[start]

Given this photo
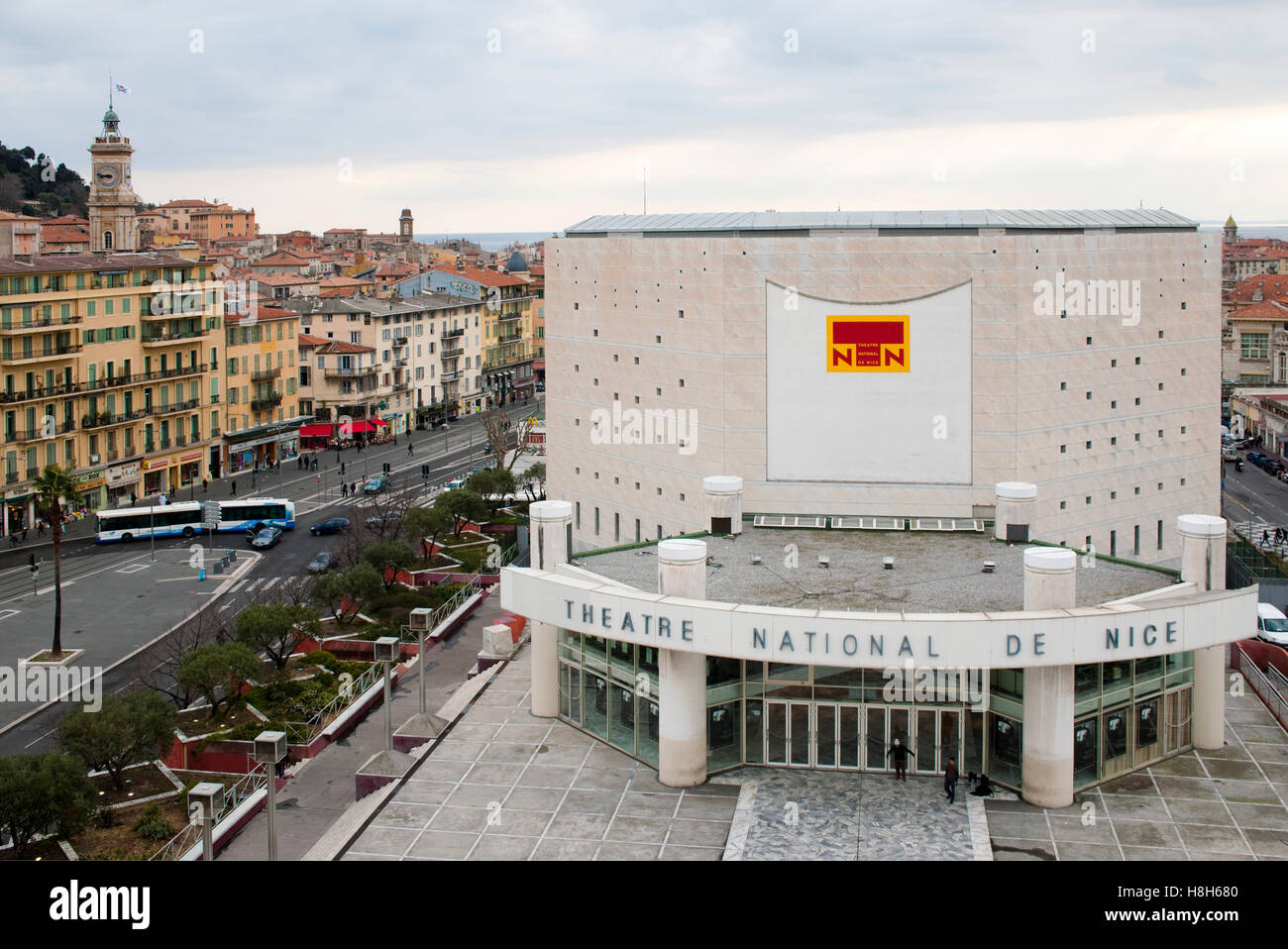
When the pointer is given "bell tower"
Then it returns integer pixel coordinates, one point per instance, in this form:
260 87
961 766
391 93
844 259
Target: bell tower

[end]

*WORK TO COMPLETE*. Edit the listing above by changing every instance of "bell tower" to "clock tower" and leaving all other text unchanged. Omit the pictures from your reproduction.

*RESPONSE*.
Given this photo
When the pointer is given "clock tower"
Then it returns integer pixel coordinates, one point per instance, in this form:
260 87
961 766
391 93
844 259
Target: clock tower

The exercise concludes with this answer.